### WHAT TO WORK ON
Locate each line in the rows below that contains the word "orange", and copy those lines in full. Case counts.

### PROVIDED ENTRIES
▽
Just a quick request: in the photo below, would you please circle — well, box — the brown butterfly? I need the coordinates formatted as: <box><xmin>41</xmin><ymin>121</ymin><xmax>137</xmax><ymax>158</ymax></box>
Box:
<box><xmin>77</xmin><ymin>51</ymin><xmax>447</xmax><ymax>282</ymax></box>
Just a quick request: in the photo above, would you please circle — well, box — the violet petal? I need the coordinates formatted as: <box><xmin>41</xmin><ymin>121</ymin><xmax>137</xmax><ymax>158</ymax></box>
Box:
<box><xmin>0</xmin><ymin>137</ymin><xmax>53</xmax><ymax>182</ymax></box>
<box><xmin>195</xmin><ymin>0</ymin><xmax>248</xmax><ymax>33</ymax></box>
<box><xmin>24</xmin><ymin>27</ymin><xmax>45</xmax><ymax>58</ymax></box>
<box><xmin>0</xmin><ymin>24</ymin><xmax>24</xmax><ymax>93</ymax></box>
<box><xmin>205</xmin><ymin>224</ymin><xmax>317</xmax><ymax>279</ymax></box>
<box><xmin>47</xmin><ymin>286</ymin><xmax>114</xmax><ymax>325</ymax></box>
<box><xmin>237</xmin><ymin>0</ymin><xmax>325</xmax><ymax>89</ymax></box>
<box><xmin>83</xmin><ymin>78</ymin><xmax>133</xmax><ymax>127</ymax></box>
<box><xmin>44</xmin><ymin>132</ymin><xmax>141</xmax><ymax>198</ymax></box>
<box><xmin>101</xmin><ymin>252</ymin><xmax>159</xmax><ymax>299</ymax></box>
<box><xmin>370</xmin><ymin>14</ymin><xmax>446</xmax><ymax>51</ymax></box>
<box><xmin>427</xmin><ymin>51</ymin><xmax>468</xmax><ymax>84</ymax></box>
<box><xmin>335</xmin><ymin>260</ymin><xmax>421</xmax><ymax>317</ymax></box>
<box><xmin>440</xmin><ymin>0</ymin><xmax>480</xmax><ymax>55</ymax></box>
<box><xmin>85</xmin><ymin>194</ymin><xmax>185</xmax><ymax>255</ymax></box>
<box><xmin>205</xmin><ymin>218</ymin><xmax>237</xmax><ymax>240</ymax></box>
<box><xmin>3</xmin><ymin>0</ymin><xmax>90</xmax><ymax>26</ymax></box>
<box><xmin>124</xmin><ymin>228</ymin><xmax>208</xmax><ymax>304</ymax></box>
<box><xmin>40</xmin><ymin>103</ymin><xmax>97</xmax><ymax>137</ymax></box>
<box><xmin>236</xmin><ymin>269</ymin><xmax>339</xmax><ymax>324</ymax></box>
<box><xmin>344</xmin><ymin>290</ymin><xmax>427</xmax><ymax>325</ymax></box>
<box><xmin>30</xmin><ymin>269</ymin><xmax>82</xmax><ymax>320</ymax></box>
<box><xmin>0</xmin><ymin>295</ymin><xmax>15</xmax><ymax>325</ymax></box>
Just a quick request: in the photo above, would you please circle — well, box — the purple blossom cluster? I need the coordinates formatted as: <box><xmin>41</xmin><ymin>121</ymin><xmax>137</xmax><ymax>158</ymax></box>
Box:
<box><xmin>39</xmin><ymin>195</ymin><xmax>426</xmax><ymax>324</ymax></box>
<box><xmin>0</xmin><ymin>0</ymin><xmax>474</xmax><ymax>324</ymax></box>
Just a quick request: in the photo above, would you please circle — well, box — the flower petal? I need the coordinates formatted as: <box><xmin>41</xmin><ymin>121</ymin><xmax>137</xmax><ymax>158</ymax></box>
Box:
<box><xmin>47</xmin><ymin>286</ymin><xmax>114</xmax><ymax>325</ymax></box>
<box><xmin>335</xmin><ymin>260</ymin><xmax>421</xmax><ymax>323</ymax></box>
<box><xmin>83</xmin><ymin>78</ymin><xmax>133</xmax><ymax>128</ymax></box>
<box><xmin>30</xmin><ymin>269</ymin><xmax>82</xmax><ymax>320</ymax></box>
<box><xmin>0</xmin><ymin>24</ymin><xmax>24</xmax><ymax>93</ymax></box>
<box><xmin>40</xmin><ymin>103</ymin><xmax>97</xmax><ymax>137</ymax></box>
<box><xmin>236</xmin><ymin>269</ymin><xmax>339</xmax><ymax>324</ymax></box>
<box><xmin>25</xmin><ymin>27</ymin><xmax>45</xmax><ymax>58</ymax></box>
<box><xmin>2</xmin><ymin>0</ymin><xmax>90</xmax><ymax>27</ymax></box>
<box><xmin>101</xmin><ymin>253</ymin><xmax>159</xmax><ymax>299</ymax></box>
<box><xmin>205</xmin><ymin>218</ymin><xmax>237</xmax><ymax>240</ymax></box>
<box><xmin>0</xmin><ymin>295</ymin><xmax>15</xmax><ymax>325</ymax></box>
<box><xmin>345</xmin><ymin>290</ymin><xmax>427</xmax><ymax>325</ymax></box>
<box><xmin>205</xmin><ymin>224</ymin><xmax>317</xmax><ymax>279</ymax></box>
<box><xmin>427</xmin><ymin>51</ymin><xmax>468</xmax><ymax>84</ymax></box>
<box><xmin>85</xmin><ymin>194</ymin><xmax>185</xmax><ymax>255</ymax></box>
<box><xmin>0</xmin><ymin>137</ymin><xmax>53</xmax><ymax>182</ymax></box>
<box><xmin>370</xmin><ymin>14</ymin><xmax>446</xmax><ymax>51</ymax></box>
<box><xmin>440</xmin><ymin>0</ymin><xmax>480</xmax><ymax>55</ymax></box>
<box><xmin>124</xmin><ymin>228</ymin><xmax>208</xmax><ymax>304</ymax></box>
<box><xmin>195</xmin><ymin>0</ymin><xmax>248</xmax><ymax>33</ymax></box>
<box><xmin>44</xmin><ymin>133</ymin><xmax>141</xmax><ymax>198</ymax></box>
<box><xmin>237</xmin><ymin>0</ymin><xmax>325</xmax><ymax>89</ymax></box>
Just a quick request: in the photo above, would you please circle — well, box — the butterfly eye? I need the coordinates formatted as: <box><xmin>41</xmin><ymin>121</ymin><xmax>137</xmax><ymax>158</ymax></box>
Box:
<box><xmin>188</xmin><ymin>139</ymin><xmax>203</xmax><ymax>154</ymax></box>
△
▽
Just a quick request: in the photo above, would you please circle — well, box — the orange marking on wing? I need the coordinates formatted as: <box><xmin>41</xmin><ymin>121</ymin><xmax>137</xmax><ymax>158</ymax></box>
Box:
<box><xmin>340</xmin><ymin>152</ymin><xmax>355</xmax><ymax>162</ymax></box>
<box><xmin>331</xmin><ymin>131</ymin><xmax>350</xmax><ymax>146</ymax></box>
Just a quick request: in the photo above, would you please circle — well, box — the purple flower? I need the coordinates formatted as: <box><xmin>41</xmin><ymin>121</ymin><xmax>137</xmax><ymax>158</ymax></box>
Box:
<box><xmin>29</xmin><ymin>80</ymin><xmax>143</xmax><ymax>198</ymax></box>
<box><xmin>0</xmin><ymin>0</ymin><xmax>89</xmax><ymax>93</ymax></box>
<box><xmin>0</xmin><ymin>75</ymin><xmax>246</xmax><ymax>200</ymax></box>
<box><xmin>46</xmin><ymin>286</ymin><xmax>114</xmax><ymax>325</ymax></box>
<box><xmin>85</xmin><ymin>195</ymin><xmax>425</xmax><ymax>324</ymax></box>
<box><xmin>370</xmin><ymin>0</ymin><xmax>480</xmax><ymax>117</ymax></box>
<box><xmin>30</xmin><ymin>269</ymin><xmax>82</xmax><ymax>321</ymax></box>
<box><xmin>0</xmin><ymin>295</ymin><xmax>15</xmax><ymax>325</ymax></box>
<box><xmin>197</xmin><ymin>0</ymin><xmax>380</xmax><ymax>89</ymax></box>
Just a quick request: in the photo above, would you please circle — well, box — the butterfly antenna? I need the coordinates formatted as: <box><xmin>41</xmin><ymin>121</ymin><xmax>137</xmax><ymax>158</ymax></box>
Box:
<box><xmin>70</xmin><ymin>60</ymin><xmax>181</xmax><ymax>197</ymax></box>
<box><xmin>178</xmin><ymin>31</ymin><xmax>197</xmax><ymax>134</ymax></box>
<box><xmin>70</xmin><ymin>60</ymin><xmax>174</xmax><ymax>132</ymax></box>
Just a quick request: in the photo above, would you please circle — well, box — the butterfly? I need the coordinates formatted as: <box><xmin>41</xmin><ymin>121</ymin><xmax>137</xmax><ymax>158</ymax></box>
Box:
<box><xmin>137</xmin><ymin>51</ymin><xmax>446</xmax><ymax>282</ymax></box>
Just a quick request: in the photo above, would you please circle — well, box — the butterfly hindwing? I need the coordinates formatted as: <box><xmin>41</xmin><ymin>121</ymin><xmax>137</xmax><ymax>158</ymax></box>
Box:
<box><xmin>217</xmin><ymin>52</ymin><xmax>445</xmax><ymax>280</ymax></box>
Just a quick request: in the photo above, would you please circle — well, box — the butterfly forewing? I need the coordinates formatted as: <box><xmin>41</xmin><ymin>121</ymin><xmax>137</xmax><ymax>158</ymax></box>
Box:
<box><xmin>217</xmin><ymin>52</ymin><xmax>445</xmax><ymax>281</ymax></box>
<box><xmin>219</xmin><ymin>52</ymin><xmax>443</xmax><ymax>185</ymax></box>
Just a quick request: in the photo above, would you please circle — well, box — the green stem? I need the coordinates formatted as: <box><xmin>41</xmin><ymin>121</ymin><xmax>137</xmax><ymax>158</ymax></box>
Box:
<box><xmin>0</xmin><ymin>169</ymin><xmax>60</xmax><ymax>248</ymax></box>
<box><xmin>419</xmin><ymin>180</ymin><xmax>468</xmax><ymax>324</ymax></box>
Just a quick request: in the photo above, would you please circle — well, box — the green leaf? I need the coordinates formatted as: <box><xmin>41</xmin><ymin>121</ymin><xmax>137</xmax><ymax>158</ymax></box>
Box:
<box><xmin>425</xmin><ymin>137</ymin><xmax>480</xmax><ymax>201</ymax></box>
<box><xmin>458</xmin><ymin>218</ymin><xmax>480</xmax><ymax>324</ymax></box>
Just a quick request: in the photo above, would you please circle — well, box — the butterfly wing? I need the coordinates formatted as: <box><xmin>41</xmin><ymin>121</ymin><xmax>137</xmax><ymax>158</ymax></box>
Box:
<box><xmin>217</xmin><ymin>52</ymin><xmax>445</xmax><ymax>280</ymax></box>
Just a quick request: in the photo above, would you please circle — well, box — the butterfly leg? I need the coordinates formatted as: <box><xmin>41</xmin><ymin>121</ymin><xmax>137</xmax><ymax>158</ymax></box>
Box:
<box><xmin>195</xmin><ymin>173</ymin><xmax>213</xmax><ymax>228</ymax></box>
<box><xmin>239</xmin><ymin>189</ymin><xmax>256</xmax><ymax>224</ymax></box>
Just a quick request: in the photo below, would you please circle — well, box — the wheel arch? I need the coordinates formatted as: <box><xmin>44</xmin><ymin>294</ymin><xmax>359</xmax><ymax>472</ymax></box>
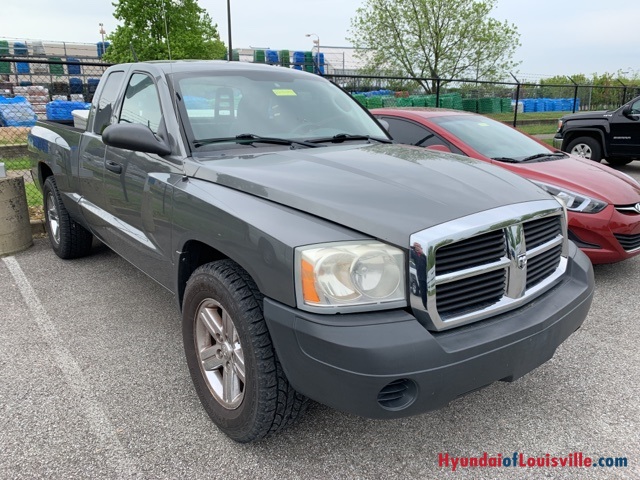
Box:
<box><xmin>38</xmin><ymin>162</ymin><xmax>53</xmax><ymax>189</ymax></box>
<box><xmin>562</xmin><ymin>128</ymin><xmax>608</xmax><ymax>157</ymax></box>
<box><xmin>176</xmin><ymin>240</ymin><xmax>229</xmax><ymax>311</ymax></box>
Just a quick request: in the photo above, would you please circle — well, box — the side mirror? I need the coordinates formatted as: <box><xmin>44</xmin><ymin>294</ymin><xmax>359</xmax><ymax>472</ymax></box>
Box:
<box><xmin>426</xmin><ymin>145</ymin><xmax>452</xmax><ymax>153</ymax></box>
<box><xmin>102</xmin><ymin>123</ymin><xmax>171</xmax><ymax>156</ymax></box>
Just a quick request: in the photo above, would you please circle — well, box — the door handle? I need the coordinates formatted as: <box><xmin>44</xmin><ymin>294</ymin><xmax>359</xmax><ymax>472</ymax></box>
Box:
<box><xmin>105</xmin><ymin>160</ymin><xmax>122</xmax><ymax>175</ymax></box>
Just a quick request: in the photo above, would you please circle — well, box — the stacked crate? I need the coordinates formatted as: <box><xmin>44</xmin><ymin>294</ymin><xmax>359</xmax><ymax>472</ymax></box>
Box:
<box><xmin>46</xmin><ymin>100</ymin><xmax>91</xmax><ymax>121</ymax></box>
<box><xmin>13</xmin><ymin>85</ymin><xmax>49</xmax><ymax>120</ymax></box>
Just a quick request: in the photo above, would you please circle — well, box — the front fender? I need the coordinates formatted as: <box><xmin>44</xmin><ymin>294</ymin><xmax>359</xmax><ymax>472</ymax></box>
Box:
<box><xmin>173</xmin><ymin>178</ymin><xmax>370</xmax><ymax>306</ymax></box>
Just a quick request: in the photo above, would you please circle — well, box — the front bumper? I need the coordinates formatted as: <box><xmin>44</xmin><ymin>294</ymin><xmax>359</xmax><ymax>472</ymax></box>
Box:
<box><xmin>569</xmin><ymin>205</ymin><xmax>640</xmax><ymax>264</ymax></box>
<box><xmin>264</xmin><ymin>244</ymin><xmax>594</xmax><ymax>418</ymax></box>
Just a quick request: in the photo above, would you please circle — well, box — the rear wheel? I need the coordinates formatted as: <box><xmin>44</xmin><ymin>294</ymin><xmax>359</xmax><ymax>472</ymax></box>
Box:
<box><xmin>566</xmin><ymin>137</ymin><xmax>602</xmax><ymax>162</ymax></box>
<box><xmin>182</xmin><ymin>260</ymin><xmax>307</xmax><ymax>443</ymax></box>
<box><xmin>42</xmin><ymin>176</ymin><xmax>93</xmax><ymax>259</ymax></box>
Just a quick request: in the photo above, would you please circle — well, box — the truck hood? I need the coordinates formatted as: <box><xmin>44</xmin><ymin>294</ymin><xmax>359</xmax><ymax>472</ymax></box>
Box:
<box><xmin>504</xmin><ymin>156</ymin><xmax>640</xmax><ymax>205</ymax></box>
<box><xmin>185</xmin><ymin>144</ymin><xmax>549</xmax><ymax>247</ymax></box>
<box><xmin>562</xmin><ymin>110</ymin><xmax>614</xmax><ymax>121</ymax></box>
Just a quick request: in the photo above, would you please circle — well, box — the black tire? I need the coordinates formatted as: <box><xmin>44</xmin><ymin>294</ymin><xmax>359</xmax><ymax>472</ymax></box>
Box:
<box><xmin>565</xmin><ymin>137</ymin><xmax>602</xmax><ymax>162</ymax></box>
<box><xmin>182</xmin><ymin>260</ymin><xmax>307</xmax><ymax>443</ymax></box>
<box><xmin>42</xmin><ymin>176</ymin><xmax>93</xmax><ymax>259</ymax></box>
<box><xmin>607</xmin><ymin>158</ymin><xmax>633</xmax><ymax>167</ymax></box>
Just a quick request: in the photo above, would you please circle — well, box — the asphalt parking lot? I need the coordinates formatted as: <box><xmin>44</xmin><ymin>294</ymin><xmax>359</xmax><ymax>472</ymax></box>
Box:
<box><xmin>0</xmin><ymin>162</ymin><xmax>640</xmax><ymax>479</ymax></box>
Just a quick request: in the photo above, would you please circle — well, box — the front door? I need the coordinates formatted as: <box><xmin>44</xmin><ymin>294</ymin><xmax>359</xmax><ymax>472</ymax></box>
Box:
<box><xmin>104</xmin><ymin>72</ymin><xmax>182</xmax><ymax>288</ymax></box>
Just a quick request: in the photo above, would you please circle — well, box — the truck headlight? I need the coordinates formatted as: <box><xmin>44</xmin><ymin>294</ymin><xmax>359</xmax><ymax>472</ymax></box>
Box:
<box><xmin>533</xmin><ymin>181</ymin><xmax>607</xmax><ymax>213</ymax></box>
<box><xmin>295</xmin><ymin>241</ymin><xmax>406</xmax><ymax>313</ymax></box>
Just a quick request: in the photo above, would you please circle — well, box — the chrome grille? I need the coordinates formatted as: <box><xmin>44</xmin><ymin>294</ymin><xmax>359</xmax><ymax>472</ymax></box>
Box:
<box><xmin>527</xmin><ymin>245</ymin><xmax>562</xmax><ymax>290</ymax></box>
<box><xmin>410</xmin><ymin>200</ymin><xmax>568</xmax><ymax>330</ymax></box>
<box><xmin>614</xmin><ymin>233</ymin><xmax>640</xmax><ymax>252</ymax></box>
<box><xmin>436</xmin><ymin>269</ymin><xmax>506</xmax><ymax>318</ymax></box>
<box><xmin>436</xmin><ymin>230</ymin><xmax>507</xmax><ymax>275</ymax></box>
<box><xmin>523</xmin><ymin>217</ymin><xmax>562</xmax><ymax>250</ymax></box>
△
### FINAL RESULT
Just a quick request: in the photo above, would you please circle — well, box — the orange marking on wing? I need the coordinates formatted as: <box><xmin>41</xmin><ymin>121</ymin><xmax>137</xmax><ymax>158</ymax></box>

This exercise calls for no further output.